> [TEXTO MOSTRADO]
--------------------------------

Quizás Shostakóvich fue un tanatófobo, un obsesionado por la muerte, como también lo es Julian Barnes. “Le envidio” le dijo a la familia de su amigo Solomon Mijoels, asesinado por orden de Stalin, porque su propia experiencia vital era un fiel testimonio de que la muerte era preferible a un terror interminable (página 144).
Prosa evocativa, introspectiva y discontinua, con ciertos acentos líricos para narrar y hacernos tomar conciencia de la difícil y aterradora convivencia de un artista cuyo creo es dar al arte lo que es del arte, en un estado exterminador.
Francisco Martínez Bouzas
Fragmentos
“Siempre venían buscarte en mitad de la noche. Por eso, para que no le sacaran del apartamento en pijama, o le obligaran a vestirse delante de algún hombre impasible y despreciativo del NKVD, se acostaba totalmente vestido y tumbados encima de las mantas, con una maletita ya preparada a su lado, en el suelo. Apenas dormía y velaba imaginando las peores cosas que un hombre podía imaginar. Su inquietud, a su vez impedía dormir a Nita. Los dos yacían en la cama fingiendo; además, fingiendo que no oían ni olían el pánico del otro. Una de sus pesadillas recurrentes cuando estaba despierto era que el NKVD cogiera a Galia y se la llevasen -si la niña tenía suerte- a un orfanato especial para niños de los enemigos del Estado. Allí le cambiarían de nombre y le forjarían un nuevo carácter; la convertirían en una ciudadana soviética modélica, un pequeño girasol que alzaría la cara hacia el gran sol que se llamaba a sí mismo Stalin. Por consiguiente, había pensado pasar aquellas inevitables horas de insomnio en el rellano junto al ascensor.”

--------------------------------

Entradas de identificación de ubicación:

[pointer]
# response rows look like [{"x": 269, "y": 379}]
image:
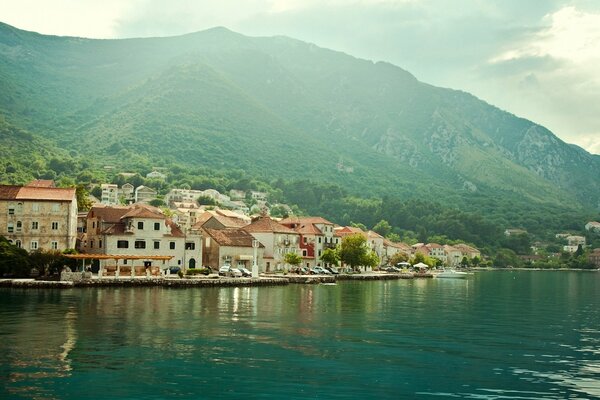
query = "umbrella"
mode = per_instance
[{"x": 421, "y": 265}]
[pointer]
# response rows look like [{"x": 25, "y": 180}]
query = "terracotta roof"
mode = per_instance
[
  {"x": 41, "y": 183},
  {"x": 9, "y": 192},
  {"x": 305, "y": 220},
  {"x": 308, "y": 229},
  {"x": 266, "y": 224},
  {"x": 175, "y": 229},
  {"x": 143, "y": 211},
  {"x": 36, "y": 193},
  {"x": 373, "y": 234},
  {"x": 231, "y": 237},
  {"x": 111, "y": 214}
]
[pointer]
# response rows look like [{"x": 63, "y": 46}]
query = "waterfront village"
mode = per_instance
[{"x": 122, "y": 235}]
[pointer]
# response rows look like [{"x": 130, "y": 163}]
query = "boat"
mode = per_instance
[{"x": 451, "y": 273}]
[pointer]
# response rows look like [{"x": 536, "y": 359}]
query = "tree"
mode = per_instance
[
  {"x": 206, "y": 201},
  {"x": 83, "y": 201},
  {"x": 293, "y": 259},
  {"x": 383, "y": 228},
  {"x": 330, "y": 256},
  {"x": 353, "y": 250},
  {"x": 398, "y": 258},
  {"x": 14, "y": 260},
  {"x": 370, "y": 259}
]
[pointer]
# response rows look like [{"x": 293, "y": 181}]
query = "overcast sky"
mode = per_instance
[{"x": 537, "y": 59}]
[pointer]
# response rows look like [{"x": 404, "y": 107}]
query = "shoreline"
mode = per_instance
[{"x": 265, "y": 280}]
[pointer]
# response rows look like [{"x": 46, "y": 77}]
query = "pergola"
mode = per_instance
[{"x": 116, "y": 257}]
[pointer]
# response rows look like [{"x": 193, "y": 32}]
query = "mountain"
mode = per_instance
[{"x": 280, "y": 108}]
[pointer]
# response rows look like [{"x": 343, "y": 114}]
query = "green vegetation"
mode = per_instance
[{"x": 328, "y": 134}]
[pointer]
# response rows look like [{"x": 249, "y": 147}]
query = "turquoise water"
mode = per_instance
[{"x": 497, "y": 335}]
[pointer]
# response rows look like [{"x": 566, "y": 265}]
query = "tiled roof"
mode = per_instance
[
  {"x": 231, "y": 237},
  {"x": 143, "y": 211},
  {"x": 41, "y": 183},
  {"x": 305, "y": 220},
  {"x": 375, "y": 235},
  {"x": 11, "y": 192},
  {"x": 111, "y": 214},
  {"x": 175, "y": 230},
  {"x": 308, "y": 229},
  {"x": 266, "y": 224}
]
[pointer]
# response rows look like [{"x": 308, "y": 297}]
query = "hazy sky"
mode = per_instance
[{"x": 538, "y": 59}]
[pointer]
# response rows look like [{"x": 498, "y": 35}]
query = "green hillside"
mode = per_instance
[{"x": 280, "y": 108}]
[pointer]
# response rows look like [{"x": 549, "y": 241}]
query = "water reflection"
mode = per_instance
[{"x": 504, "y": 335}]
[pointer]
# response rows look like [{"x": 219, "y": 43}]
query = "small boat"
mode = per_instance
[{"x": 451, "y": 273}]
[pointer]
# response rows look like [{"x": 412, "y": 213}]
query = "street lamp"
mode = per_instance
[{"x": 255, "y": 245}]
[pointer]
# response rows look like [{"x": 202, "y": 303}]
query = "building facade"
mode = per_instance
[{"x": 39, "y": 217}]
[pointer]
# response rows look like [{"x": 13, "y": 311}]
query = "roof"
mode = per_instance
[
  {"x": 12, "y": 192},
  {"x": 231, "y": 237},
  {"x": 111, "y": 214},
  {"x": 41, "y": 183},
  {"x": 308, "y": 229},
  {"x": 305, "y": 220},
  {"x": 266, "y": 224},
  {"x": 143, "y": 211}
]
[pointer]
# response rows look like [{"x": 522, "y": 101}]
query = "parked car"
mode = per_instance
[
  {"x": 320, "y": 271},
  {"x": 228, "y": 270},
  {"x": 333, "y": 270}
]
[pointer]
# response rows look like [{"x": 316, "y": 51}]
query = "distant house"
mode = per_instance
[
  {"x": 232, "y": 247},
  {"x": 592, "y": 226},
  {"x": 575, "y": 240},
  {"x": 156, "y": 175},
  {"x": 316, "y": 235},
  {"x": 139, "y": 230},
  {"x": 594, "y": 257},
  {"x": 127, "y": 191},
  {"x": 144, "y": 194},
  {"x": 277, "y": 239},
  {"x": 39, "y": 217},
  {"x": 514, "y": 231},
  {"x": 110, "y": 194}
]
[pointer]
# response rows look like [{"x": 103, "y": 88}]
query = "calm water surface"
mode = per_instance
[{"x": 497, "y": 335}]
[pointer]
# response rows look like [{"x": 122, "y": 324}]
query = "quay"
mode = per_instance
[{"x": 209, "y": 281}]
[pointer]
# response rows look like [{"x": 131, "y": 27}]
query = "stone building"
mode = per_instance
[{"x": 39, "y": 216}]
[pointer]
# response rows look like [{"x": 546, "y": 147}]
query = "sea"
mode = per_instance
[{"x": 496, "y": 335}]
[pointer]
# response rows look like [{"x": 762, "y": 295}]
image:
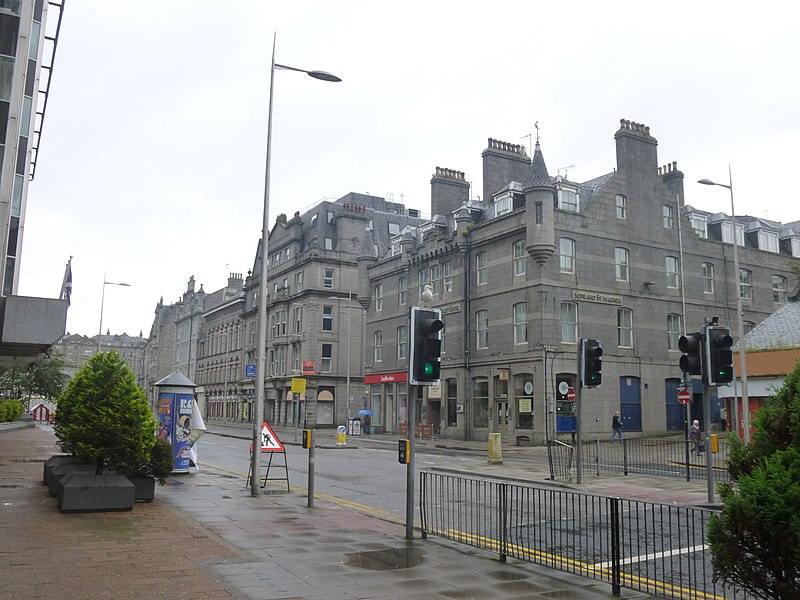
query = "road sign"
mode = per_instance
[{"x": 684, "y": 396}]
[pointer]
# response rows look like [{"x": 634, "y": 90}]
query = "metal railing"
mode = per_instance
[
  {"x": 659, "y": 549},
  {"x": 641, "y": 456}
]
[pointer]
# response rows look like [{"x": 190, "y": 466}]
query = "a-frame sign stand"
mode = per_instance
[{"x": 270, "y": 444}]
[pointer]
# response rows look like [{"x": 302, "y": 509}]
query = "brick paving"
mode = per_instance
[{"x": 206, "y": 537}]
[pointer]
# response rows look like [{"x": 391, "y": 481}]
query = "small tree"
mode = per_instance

--------------------------------

> [ENUNCIADO A]
Enumera todas las personas que se mencionan por su nombre en el texto sobre Shostakóvich.
> [ENUNCIADO B]
Devuelve sin ningún cambio el fragmento del texto sobre Shostakóvich que va desde "Quizás Shostakóvich fue" hasta "interminable (página 144).".
Los datos constituyen un material aparte del texto sobre Shostakóvich.

> [RESPUESTA A]
Shostakóvich, Julian Barnes, Solomon Mijoels, Stalin, Francisco Martínez Bouzas, Nita y Galia.

> [RESPUESTA B]
Quizás Shostakóvich fue un tanatófobo, un obsesionado por la muerte, como también lo es Julian Barnes. “Le envidio” le dijo a la familia de su amigo Solomon Mijoels, asesinado por orden de Stalin, porque su propia experiencia vital era un fiel testimonio de que la muerte era preferible a un terror interminable (página 144).